## [GIVEN PASSAGE]
>> BEGIN

If you're cooking to become a go-getter looking to learn, grow and hone your craft a typical country club is probably not for you. One problem typically associated with these types of places are that their a la carte service is just not busy which creates a myriad of problems in of itself (if you've managed a dying place or a place on life support you know exactly what I mean). Functions and banquets are really where most of the activity goes on and the the type of food going out is, well, boring function and banquet foods! Also, members and the board directors ultimately dictate what goes on the menu and even how it's cooked. The kitchen is there to serve THEIR needs as they are the ones paying the membership dues which keeps the whole operation running. You're serving people that generally think they're entitled to anything and the kitchen is to make whatever they want whether it's on the menu or not. Even choosing what vendors to use and choosing who to hire in the kitchen may not be up to the head chef which of course also creates problems too.

I'm not saying ALL country clubs are like this because they're not. But they have a bad reputation for a reason. Finding a well run country club with a well run kitchen is pretty difficult to find but not impossible. Generally speaking go to one that is busy and caters to a very affluent member base and the chances of the kitchen situation being better increases!


----------



## spice77 (Jan 18, 2013)

i have been lurking for a good while, but as i have a little experience in this, i decided to chime in.  I have been at a private country club for 10yrs, Executive Chef for 7yrs.  Some days it still seems like a difficult transition from a restaurant.

 I haven't found my nights to be any more free, but I have found my 16+ hour days increase each year.  Boards of Directors are difficult and have no understanding of how our business operates.  (Always beware of any sentence that begins, "I don't know anything about F&B, but......) Like any group of people the members run the spectrum from the kindest to those that would try the patience of Job. Although our main restaurant is geared toward golfers and teenagers (they eat the same here), there are events that test my skill and knowledge on almost a daily basis.  Like anything else, it is fun, exciting and aggravating. 

It's not a bad thing to take a run at if you are interested in a variety of menus and cooking techniques.


----------



## panini (Jul 28, 2001)

I did the CC thing as Exec. Pastry Chef. That should give you an idea of how long ago that was. I always seemed to have a labor problem. Very transient. 

The kitchen budget was always member driven. So if membership dropped, so did your labor even though you might be doing outsides sales and functions up the wazoo.


----------

>> END

## [CHALLENGES]
1 > Can you copy the part of the country club kitchen thread starting with "I haven't found" and going on through "and cooking techniques."?
2 > How would you rewrite the paragraph of the country club kitchen thread that opens with "I'm not saying ALL country clubs" as a short bulleted list that keeps its main points?
3 > Can you sum up the country club kitchen thread in two sentences?
The data that comes after this is from a separate source.

## [DATA EXTRACT]
>> BEGIN

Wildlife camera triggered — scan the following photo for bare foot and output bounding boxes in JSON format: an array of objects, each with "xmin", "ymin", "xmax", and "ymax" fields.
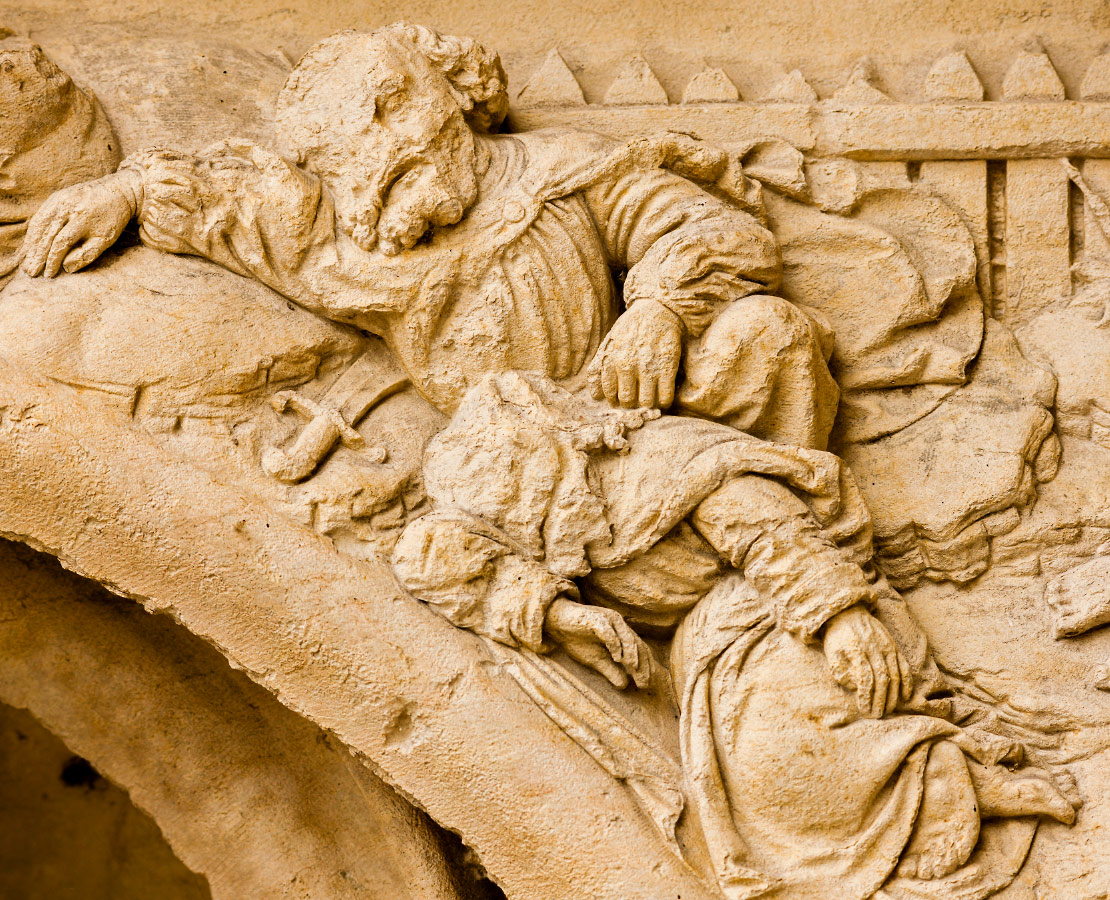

>> END

## [COMPLETED EXERCISE]
1 >
I haven't found my nights to be any more free, but I have found my 16+ hour days increase each year.  Boards of Directors are difficult and have no understanding of how our business operates.  (Always beware of any sentence that begins, "I don't know anything about F&B, but......) Like any group of people the members run the spectrum from the kindest to those that would try the patience of Job. Although our main restaurant is geared toward golfers and teenagers (they eat the same here), there are events that test my skill and knowledge on almost a daily basis.  Like anything else, it is fun, exciting and aggravating. 

It's not a bad thing to take a run at if you are interested in a variety of menus and cooking techniques.

2 >
- Not all country clubs are like this, but they have a bad reputation for a reason.
- A well-run country club with a well-run kitchen is hard to find, though not impossible.
- A club that is busy and caters to a very affluent member base gives better odds of a good kitchen situation.

3 > The country club kitchen thread describes these kitchens as a poor fit for ambitious cooks because à la carte service is slow, banquet food is boring, and members and boards control menus, vendors, and hiring, though busy clubs with very affluent members offer better odds. Posters who worked at clubs add that hours keep growing, boards do not understand the business, and labor budgets follow membership, yet events test a chef's skill and suit anyone interested in a variety of menus and techniques.